## [Your task]
Please echo each of the records below verbatim, keeping every character and line break the same.

## [Excerpted records]
----------------------------------------

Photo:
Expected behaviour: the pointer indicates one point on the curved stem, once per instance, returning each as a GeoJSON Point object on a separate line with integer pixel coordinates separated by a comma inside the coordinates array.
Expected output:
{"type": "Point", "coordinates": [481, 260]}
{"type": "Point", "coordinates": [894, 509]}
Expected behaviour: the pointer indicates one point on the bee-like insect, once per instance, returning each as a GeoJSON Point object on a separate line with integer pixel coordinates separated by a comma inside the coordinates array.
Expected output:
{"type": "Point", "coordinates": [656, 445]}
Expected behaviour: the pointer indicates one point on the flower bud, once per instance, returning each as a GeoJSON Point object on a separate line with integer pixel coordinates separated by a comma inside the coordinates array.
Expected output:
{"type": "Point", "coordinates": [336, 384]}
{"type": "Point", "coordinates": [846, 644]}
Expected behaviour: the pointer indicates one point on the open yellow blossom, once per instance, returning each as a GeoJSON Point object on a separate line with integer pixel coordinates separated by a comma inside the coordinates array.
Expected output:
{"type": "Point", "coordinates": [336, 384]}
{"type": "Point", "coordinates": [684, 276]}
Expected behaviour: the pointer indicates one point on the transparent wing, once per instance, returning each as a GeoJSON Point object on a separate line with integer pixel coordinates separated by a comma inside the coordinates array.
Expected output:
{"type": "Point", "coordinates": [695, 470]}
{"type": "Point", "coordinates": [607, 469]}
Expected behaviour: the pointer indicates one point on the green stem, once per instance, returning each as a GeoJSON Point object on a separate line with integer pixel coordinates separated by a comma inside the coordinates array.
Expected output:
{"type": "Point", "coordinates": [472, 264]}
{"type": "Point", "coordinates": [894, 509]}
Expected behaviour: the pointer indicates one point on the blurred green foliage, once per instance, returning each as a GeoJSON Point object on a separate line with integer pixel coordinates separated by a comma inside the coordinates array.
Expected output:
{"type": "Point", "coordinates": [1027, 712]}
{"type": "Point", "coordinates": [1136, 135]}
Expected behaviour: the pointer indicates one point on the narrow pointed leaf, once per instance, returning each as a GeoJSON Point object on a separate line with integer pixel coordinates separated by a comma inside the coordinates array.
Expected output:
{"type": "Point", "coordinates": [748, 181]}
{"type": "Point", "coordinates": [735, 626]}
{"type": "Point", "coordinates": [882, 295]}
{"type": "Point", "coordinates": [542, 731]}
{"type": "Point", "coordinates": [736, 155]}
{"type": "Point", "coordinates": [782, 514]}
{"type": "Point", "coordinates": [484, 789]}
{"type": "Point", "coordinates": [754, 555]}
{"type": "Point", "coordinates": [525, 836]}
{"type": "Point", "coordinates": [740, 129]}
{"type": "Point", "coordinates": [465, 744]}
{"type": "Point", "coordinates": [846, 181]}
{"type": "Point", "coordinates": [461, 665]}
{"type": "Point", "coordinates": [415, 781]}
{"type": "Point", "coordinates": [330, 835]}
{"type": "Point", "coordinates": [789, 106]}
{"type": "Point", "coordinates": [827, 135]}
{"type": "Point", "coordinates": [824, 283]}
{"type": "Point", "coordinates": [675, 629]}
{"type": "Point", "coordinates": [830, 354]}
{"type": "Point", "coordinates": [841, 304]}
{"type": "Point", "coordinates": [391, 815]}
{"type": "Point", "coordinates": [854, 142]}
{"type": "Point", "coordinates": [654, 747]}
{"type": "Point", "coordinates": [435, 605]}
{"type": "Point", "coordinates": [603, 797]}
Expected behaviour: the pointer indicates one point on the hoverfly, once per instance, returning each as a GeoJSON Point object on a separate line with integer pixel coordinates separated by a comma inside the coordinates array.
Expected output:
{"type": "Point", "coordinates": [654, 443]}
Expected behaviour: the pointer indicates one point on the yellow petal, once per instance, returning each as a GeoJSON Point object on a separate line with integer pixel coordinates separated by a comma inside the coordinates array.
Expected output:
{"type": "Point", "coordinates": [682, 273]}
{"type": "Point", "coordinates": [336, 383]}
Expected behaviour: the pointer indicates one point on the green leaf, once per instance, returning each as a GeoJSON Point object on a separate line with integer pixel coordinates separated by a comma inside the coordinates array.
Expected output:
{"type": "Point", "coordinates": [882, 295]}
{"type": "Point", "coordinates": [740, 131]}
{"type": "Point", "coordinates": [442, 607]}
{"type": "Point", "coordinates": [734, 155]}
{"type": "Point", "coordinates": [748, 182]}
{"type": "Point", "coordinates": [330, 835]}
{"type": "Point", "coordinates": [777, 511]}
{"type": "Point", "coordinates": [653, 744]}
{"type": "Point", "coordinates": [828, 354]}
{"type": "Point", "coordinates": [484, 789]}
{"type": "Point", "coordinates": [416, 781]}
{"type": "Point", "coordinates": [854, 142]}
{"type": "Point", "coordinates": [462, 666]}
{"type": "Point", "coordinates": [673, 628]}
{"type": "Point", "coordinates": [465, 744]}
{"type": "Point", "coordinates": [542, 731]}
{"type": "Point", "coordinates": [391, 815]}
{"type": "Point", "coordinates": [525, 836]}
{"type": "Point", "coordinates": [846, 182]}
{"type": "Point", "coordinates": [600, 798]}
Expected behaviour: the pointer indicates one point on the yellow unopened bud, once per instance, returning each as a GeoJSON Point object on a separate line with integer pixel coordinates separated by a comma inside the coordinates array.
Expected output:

----------------------------------------

## [Output below]
Photo:
Expected behaviour: the pointer indicates one point on the curved stem, once per instance, returning each as a GeoJSON Point object on a separate line with integer pixel coordinates separated by a comma inside the coordinates array.
Expected output:
{"type": "Point", "coordinates": [481, 260]}
{"type": "Point", "coordinates": [894, 509]}
Expected behaviour: the pointer indicates one point on the bee-like insect, once per instance, returning each as a GeoJSON Point object on a separate line with integer pixel coordinates separated by a comma inside the coordinates array.
Expected output:
{"type": "Point", "coordinates": [656, 445]}
Expected behaviour: the pointer indicates one point on the flower bud, once per instance, returning each as a GeoJSON Point object on a separate line with integer pixel coordinates separated by a comma inside the coordinates array.
Expected output:
{"type": "Point", "coordinates": [336, 384]}
{"type": "Point", "coordinates": [846, 644]}
Expected behaviour: the pointer indicates one point on the open yellow blossom, once per instance, returning each as a GeoJSON Point object on a separate line with integer pixel coordinates separated by a comma inside the coordinates array.
Expected output:
{"type": "Point", "coordinates": [336, 384]}
{"type": "Point", "coordinates": [684, 276]}
Expected behaviour: the pointer indicates one point on the transparent wing, once per instance, returning each as a GeoJSON Point object on a separate line with integer pixel coordinates separated by a comma inside the coordinates array.
Expected output:
{"type": "Point", "coordinates": [695, 470]}
{"type": "Point", "coordinates": [607, 469]}
Expected behaviour: the pointer indicates one point on the green stem, once per instance, returning each as a GeoJSON Point object on a separate line with integer pixel coordinates separated by a comma inside the coordinates array.
Expected output:
{"type": "Point", "coordinates": [472, 264]}
{"type": "Point", "coordinates": [894, 509]}
Expected behaviour: the pointer indicates one point on the blurred green foliage, once per instance, returning each as a GeoJSON Point object on a separate line with integer pixel coordinates separated by a comma inside the coordinates array.
Expected output:
{"type": "Point", "coordinates": [1027, 712]}
{"type": "Point", "coordinates": [1136, 135]}
Expected behaviour: the pointer indicates one point on the narrow pointed leaf, once per instance, returning each as a GeoJSON Point object on a separate line with integer pixel coordinates separated by a comma inside the coordinates array.
Expected output:
{"type": "Point", "coordinates": [748, 181]}
{"type": "Point", "coordinates": [735, 626]}
{"type": "Point", "coordinates": [882, 295]}
{"type": "Point", "coordinates": [542, 731]}
{"type": "Point", "coordinates": [736, 155]}
{"type": "Point", "coordinates": [782, 514]}
{"type": "Point", "coordinates": [484, 789]}
{"type": "Point", "coordinates": [754, 555]}
{"type": "Point", "coordinates": [525, 836]}
{"type": "Point", "coordinates": [740, 129]}
{"type": "Point", "coordinates": [465, 744]}
{"type": "Point", "coordinates": [846, 181]}
{"type": "Point", "coordinates": [461, 665]}
{"type": "Point", "coordinates": [415, 781]}
{"type": "Point", "coordinates": [330, 835]}
{"type": "Point", "coordinates": [789, 106]}
{"type": "Point", "coordinates": [827, 135]}
{"type": "Point", "coordinates": [824, 283]}
{"type": "Point", "coordinates": [675, 629]}
{"type": "Point", "coordinates": [830, 354]}
{"type": "Point", "coordinates": [841, 304]}
{"type": "Point", "coordinates": [391, 815]}
{"type": "Point", "coordinates": [854, 142]}
{"type": "Point", "coordinates": [654, 747]}
{"type": "Point", "coordinates": [435, 605]}
{"type": "Point", "coordinates": [603, 797]}
Expected behaviour: the pointer indicates one point on the hoverfly, once per instance, returning each as a GeoJSON Point object on a separate line with integer pixel coordinates separated by a comma inside the coordinates array.
Expected output:
{"type": "Point", "coordinates": [654, 443]}
Expected behaviour: the pointer indicates one point on the yellow petal, once per instance, returning each as a GeoJSON Point object on a separate line with integer pixel coordinates separated by a comma inside the coordinates array.
Expected output:
{"type": "Point", "coordinates": [682, 273]}
{"type": "Point", "coordinates": [336, 383]}
Expected behaviour: the pointer indicates one point on the green leaf, once per instance, returning each as a GeoJSON Point object on a separate line with integer pixel coordinates separated by a comma inside the coordinates array.
Expected output:
{"type": "Point", "coordinates": [882, 295]}
{"type": "Point", "coordinates": [740, 131]}
{"type": "Point", "coordinates": [442, 607]}
{"type": "Point", "coordinates": [734, 155]}
{"type": "Point", "coordinates": [748, 182]}
{"type": "Point", "coordinates": [330, 835]}
{"type": "Point", "coordinates": [777, 511]}
{"type": "Point", "coordinates": [653, 744]}
{"type": "Point", "coordinates": [828, 354]}
{"type": "Point", "coordinates": [484, 789]}
{"type": "Point", "coordinates": [416, 781]}
{"type": "Point", "coordinates": [854, 142]}
{"type": "Point", "coordinates": [462, 666]}
{"type": "Point", "coordinates": [673, 628]}
{"type": "Point", "coordinates": [465, 744]}
{"type": "Point", "coordinates": [542, 731]}
{"type": "Point", "coordinates": [391, 815]}
{"type": "Point", "coordinates": [525, 836]}
{"type": "Point", "coordinates": [846, 182]}
{"type": "Point", "coordinates": [600, 798]}
Expected behaviour: the pointer indicates one point on the yellow unopened bud, once per instance, returning each as a GeoJSON Point object on a separate line with integer pixel coordinates separated by a comma inside the coordinates array.
Expected output:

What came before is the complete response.